**EXERCISE INPUT**
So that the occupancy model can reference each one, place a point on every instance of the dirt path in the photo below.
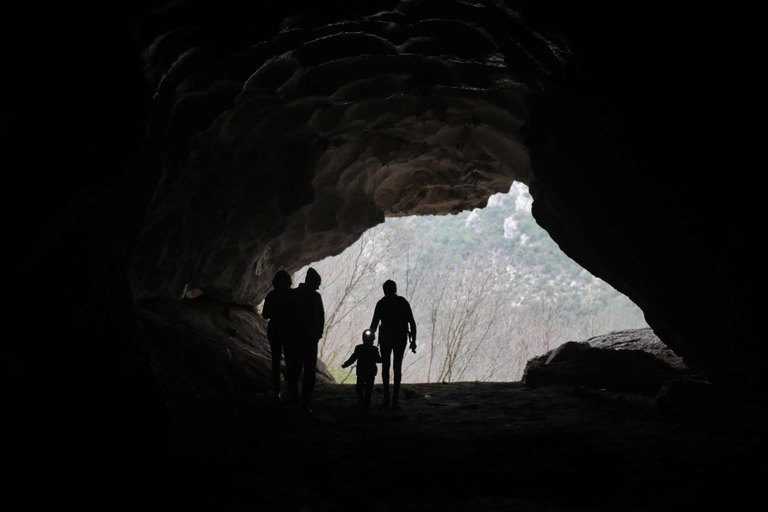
(465, 446)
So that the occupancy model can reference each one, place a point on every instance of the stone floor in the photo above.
(463, 446)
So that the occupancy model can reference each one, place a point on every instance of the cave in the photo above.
(166, 158)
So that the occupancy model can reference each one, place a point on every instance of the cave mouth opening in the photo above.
(488, 287)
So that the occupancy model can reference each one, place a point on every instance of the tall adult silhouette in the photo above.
(309, 322)
(395, 315)
(278, 308)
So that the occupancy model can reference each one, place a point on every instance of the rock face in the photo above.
(628, 361)
(201, 146)
(283, 151)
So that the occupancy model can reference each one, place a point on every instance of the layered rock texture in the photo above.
(191, 148)
(283, 152)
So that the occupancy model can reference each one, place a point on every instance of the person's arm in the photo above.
(411, 320)
(266, 311)
(351, 359)
(320, 316)
(376, 318)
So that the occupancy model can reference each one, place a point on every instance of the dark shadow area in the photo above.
(134, 176)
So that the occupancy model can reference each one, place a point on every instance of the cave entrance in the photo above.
(488, 287)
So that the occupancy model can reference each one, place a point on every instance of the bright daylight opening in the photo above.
(489, 290)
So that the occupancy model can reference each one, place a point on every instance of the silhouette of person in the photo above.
(278, 307)
(309, 323)
(366, 356)
(394, 313)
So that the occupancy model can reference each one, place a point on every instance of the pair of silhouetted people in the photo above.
(366, 356)
(296, 323)
(393, 314)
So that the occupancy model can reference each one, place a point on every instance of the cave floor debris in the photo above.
(459, 446)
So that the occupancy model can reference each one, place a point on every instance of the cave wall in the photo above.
(284, 149)
(634, 119)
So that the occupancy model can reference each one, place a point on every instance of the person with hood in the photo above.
(277, 309)
(309, 323)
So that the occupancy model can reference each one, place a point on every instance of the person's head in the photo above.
(312, 279)
(282, 280)
(390, 288)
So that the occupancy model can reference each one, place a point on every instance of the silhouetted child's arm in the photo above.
(351, 360)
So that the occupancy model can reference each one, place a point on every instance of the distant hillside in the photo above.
(489, 289)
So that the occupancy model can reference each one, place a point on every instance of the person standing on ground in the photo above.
(278, 307)
(395, 315)
(366, 356)
(310, 323)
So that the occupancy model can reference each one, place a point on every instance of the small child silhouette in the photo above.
(366, 356)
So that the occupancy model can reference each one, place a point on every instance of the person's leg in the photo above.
(386, 356)
(309, 363)
(368, 391)
(276, 346)
(398, 353)
(293, 363)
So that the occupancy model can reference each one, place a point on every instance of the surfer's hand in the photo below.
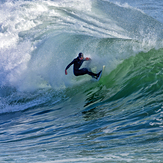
(87, 59)
(65, 72)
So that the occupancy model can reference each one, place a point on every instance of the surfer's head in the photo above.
(81, 56)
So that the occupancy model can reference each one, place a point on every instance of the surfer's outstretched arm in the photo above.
(68, 67)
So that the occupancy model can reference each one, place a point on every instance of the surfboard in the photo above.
(103, 67)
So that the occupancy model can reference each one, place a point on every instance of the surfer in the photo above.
(77, 64)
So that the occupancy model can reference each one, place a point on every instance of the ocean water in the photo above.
(47, 116)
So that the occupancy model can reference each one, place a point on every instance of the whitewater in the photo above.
(47, 116)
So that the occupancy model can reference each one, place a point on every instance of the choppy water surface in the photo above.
(46, 116)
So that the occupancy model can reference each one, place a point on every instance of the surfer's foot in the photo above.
(98, 74)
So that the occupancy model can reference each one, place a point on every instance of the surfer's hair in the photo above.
(80, 55)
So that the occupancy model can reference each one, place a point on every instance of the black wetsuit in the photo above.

**TASK GOAL**
Only the text of the entries above, transcribed exactly, should be given; leave out pictures.

**REPLY TO THE EXERCISE**
So that the occupancy model can reference each one, place a point on every instance of the dirt path in the photo below.
(465, 446)
So that the occupancy model can reference each one, place a point on every instance of the stone floor in the photo above.
(463, 446)
So that the occupancy model can reference each one, place a point on every instance of the cave in the photo above.
(166, 158)
So that the occupancy model can reference each one, place a point on every instance of the cave mouth opening in the photo above.
(488, 287)
So that the occupancy model can reference each one, place a point on every instance of the tall adult silhouette in the photo above.
(309, 322)
(395, 315)
(278, 308)
So that the occupancy model can reference each one, place a point on every instance of the rock face in the photo above.
(628, 361)
(201, 146)
(283, 151)
So that the occupancy model can reference each one, place a point on every instance of the layered rock texture in the photo above.
(191, 148)
(283, 152)
So that the occupancy model can reference each one, place a point on every instance of the person's arm in the photo above.
(411, 320)
(266, 311)
(351, 359)
(320, 316)
(376, 318)
So that the occupancy model can reference each one, place a point on every instance of the dark shadow area in the photo above.
(134, 176)
So that the occupancy model can reference each one, place a point on every instance of the cave entrance in the photo above.
(488, 287)
So that the occupancy model can reference each one, place a point on every instance of the bright daylight opening in the photo above.
(489, 290)
So that the occupancy model can reference each one, place a point on every instance of the silhouette of person in the photo above.
(278, 307)
(309, 323)
(366, 356)
(394, 313)
So that the occupancy model can reference each one, place a point on every instance of the pair of silhouetted people in the photo above.
(366, 356)
(296, 323)
(393, 314)
So that the occupancy model can reference each one, place a point on every instance of the cave floor debris in the photo above.
(459, 446)
So that the occupancy model can reference each one, place a point on every instance of the cave wall in the photo above.
(284, 149)
(634, 119)
So that the occupancy model can reference each one, place a point on every instance of the person with hood in the photo above.
(277, 309)
(309, 323)
So that the occupancy model can reference each one, place a point on every instance of the person's head in the photo above.
(312, 279)
(282, 280)
(390, 288)
So that the occupancy model can reference each one, place a point on every instance of the silhouetted child's arm in the photo above.
(351, 360)
So that the occupancy model can reference each one, place a point on every instance of the distant hillside in the photo above.
(489, 289)
So that the occupancy model can reference each one, place a point on every instance of the person standing on ground in the photo above.
(278, 307)
(395, 315)
(366, 356)
(310, 323)
So that the occupancy model can reference each one, place a point on every instance of the small child silhouette in the photo above.
(366, 356)
So that the occupancy model can reference each one, place a point on every instance of the person's leg in the photo above.
(386, 356)
(309, 363)
(368, 391)
(276, 346)
(398, 353)
(293, 363)
So that the occupancy model can reference each one, place a point on every instance of the surfer's hand in the photo below.
(87, 59)
(65, 72)
So that the occupancy model can reference each one, place a point on every instance of the surfer's head in the photo above.
(81, 56)
So that the occupancy model can reference each one, place a point on every instance of the surfer's outstretched arm in the photo above.
(68, 67)
So that the occupancy model can reference each one, place a point on every instance of the surfboard in the photo above.
(103, 67)
So that the occupancy model can reference each one, place a point on every instance of the surfer in the photo above.
(77, 64)
So that the occupancy model can reference each one, place a point on every instance of the ocean water in the photo above.
(47, 116)
So that the occupancy model can reference each one, place a point on every instance of the whitewater in the photo above.
(47, 116)
So that the occupancy model can reference each one, place a point on every instance of the choppy water surface in the photo above.
(46, 116)
So that the occupancy model can reference each one, place a point on every instance of the surfer's foot in the photo above.
(98, 74)
So that the occupancy model can reference each one, place a point on every instance of the surfer's hair in the photo above.
(80, 55)
So that the occupancy model can reference each one, place a point on every instance of the black wetsuit in the photo above.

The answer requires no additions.